• LEESTEKST:
§

Zuidnederlands Woordenboek

Walter De Clerck (1981)

Gepubliceerd op 03-02-2023

kliënteel (cliënteel)

betekenis & definitie

Klanten, cliënten; clientèle; - in advert., in de verb. goed kliënteel, goed beklant.

Begin als vader van acht kinderen weer te doktoren als beginneling en clienteel te maken in een nieuw midden, WALSCHAP 1939, 84.

Uit genegenheid en dank aan ons trouw kliënteel, Feestprogramme Rumstse Volksfeesten 1976, p. 19. Alvorens tot verfraaiingswerken van haar winkelruimte over te gaan, biedt het Huis B. aan haar geacht kliënteel, een massale verkoop, met reuze kortingen, enz., Shopping (ed. Strombeek) 6/1/1977.

Dat een nieuwe uitgave met filmfoto’s altijd een bepaald kliënteel zal aanspreken, Gazet v. Antw. 9/6/1977.

Goedgelegen moderne beenhouwerij... . Onmiddellijk vrij. Goede kliënteel, Gentenaar 12/8/1977.

„Hoe meer geld ze hen meegeven, hoe minder ze van hun kinderen moeten hebben” zegt het vrouwtje... . Meteen smijt ze de steen naar de ouders en niet naar haar jeugdig kliënteel, Vrouw en Wereld sept. 1977, p. 24.

De bankbediende zal meer en meer van de gegevensverwerkende funktie, georiënteerd worden naar een adviserende funktie ten behoeve van de kliënteel, Recht mei 1978, p. 2.

De taak bestaat erin ons uitgebreid dienstenpakket te promoveren bij bestaand en nieuw te werven kliënteel, Gazet v. Antw. 316/1978.

Opm.: Hoewel kliënteel in de (hand)wdb. is opgenomen, wordt het toch door alle excerpenten als ongebruikelijk gekenmerkt; ook in de frequentielijsten wordt uitsl. clientèle vermeld.

§

• GEGEVENS:
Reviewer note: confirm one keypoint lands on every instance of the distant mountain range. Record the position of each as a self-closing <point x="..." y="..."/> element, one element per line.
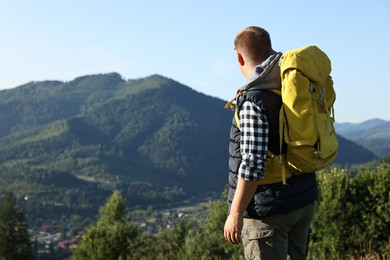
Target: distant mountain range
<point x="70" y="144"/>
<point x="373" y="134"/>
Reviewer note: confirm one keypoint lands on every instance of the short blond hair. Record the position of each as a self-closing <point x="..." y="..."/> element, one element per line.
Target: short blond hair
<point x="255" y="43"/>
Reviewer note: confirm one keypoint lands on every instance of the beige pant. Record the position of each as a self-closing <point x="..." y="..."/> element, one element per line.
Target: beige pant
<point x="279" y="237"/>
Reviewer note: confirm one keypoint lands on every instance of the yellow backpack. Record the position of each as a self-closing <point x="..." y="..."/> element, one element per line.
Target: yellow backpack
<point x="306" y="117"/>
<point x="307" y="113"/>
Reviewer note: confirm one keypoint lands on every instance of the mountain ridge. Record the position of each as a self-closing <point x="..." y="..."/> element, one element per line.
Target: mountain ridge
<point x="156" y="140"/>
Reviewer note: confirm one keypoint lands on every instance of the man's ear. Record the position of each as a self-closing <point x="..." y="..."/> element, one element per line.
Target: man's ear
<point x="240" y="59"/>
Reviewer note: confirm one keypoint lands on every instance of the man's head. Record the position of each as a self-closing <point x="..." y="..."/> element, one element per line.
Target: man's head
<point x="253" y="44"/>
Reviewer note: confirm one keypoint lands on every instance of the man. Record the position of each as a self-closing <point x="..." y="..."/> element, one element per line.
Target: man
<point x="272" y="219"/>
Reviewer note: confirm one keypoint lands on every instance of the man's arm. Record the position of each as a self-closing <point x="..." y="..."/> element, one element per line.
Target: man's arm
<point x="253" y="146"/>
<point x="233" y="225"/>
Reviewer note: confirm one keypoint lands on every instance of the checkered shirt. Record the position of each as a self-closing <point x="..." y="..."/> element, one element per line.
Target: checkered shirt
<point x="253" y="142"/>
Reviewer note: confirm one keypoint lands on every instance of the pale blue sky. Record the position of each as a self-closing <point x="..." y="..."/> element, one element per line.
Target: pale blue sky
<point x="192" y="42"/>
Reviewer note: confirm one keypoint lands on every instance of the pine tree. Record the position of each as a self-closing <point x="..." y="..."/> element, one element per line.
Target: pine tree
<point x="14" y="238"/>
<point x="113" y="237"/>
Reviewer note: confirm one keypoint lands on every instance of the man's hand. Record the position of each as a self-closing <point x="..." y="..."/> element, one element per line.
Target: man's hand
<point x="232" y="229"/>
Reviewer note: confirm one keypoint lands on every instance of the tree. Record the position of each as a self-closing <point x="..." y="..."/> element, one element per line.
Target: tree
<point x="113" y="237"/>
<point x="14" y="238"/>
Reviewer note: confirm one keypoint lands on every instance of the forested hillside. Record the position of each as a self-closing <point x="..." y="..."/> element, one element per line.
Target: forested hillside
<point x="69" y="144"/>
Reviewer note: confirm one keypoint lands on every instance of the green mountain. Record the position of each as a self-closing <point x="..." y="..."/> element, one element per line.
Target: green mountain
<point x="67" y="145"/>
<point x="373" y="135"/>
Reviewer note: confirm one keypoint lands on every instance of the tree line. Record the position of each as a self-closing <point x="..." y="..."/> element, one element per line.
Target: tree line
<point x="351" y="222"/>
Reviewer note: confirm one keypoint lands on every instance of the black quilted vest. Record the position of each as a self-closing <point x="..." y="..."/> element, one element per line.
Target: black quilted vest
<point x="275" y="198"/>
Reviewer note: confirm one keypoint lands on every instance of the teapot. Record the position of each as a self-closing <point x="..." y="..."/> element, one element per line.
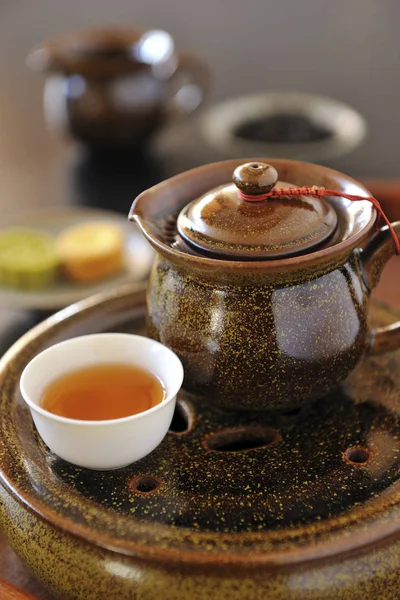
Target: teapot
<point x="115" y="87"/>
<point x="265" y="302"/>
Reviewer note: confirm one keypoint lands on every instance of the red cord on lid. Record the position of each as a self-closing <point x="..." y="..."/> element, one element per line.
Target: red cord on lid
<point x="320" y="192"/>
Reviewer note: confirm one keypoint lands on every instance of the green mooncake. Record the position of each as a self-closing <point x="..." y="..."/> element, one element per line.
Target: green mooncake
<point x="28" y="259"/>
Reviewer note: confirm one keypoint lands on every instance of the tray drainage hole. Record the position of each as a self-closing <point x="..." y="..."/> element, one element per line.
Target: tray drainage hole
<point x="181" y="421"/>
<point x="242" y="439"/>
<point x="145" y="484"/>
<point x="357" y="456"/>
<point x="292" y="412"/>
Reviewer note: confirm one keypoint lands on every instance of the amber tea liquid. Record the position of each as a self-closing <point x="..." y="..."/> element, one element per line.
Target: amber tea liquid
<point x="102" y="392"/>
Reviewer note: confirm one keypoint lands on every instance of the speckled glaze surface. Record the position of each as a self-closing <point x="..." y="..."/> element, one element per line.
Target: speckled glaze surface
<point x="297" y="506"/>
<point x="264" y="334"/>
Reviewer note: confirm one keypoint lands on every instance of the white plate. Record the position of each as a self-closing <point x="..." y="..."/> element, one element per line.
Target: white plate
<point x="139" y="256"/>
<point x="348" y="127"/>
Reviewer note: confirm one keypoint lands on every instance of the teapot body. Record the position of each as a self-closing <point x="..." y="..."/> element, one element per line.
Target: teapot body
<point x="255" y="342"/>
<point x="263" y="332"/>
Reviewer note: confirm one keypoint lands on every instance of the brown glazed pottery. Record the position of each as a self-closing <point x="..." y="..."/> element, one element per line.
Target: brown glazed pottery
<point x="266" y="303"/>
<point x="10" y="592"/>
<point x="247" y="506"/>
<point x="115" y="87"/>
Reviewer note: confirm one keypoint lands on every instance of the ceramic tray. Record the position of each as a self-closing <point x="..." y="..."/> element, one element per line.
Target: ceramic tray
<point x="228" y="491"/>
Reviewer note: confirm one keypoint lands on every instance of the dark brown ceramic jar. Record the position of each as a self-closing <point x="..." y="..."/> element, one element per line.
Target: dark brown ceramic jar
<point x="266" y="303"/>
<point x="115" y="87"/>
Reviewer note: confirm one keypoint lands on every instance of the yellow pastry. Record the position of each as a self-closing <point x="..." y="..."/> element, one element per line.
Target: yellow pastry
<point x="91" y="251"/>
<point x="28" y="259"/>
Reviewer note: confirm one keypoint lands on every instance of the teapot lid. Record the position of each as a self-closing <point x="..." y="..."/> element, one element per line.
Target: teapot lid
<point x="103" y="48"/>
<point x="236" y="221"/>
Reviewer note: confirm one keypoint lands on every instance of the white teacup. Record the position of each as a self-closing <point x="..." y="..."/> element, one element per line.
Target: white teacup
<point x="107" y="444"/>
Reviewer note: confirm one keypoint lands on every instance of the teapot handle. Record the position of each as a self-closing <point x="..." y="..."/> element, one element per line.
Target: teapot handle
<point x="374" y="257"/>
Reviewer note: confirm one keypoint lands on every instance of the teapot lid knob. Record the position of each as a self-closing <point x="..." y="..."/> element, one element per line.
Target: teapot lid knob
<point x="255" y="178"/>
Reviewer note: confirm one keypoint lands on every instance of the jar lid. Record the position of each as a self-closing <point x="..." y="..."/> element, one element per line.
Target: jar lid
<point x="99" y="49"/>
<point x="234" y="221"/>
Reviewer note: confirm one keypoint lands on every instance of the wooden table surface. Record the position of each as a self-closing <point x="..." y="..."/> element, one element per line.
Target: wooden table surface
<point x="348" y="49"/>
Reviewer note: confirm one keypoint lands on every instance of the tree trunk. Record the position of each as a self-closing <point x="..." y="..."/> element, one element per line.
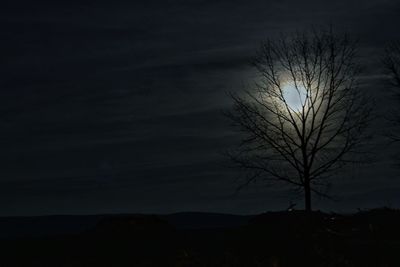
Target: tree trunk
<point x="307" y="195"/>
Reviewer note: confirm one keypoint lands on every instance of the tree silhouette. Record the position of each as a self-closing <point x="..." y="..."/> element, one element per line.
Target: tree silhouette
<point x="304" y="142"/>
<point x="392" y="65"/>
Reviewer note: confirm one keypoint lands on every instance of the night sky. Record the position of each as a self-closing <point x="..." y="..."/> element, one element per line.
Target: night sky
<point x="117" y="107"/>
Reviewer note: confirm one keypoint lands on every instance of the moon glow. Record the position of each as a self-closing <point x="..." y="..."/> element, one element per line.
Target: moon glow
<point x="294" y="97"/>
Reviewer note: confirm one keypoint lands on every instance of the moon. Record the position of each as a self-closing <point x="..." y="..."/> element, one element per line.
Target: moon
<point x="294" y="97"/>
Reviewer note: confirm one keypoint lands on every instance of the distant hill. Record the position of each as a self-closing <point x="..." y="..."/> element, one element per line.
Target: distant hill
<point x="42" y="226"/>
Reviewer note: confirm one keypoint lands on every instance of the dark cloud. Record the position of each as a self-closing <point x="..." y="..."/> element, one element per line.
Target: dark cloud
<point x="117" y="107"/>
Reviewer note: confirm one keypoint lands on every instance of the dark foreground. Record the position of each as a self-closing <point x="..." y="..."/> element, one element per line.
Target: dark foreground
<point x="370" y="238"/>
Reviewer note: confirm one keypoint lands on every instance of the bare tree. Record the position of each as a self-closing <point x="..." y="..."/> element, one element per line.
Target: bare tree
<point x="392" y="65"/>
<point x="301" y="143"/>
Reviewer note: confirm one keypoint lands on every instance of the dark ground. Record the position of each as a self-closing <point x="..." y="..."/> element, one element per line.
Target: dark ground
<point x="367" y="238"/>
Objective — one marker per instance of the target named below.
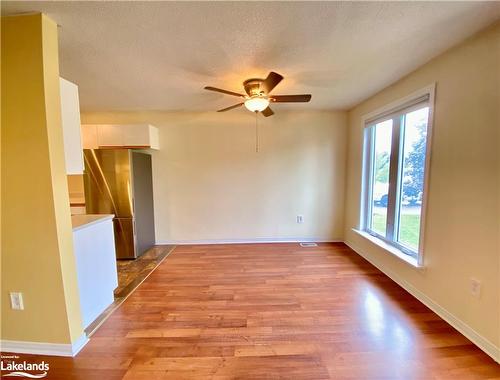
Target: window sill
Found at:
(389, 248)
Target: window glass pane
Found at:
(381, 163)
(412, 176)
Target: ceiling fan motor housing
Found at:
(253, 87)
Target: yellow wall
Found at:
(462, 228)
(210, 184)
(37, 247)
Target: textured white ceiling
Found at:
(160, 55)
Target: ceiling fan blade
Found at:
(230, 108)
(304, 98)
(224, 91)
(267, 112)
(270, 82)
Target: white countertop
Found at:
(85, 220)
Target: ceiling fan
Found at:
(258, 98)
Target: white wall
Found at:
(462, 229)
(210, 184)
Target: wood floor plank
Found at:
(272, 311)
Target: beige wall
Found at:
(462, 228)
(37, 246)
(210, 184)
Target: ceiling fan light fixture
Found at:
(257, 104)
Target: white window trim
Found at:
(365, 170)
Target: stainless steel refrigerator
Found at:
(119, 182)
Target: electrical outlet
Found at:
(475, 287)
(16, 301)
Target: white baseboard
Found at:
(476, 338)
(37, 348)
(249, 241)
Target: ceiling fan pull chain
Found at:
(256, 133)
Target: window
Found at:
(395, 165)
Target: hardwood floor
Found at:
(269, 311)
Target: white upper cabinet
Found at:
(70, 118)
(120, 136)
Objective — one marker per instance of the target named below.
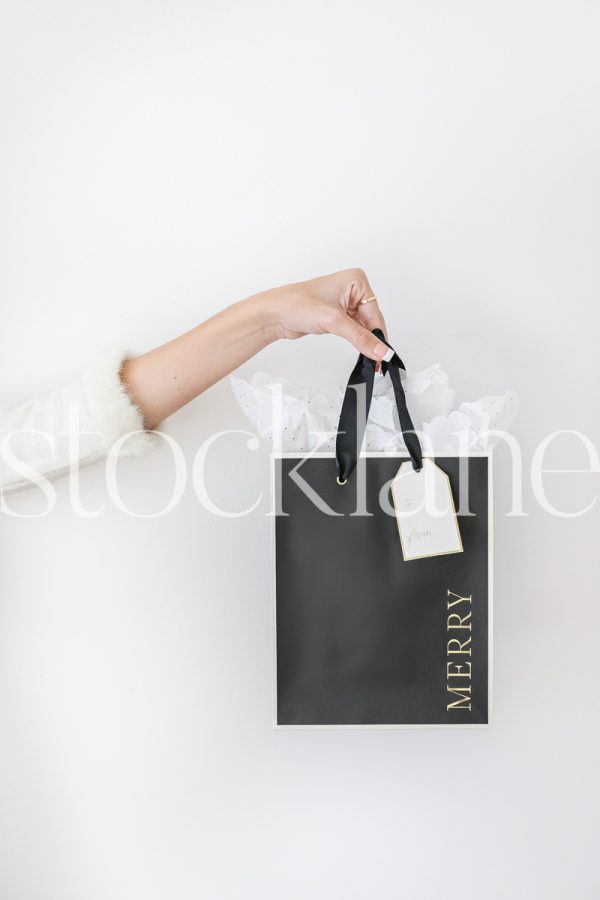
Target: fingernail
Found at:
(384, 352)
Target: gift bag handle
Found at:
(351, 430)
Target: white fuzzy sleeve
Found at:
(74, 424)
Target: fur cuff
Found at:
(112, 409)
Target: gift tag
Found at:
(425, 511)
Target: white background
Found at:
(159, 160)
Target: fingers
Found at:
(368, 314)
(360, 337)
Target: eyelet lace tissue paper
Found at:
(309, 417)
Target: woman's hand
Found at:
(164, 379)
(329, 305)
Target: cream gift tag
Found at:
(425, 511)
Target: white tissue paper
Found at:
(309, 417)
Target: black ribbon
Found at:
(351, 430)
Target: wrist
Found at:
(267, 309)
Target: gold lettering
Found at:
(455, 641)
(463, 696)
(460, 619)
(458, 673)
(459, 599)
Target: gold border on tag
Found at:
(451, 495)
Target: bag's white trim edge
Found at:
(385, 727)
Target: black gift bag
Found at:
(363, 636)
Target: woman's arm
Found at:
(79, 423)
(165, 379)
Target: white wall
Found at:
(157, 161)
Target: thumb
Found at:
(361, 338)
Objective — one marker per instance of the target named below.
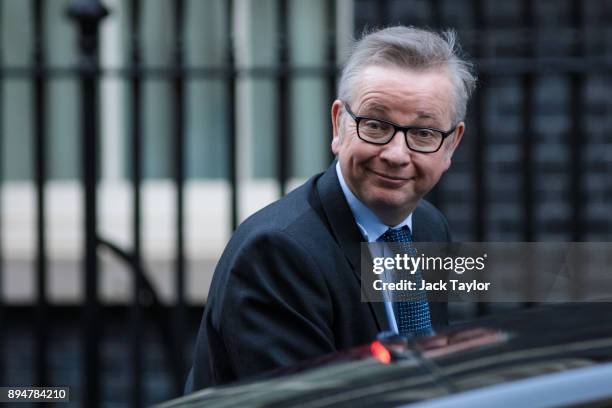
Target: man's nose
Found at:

§

• OPDRACHT:
Wat betekent de verbinding "goed kliënteel" in advertenties volgens de leestekst? Geef alstublieft alleen de betekenis.

• OPLOSSING:
Goed beklant.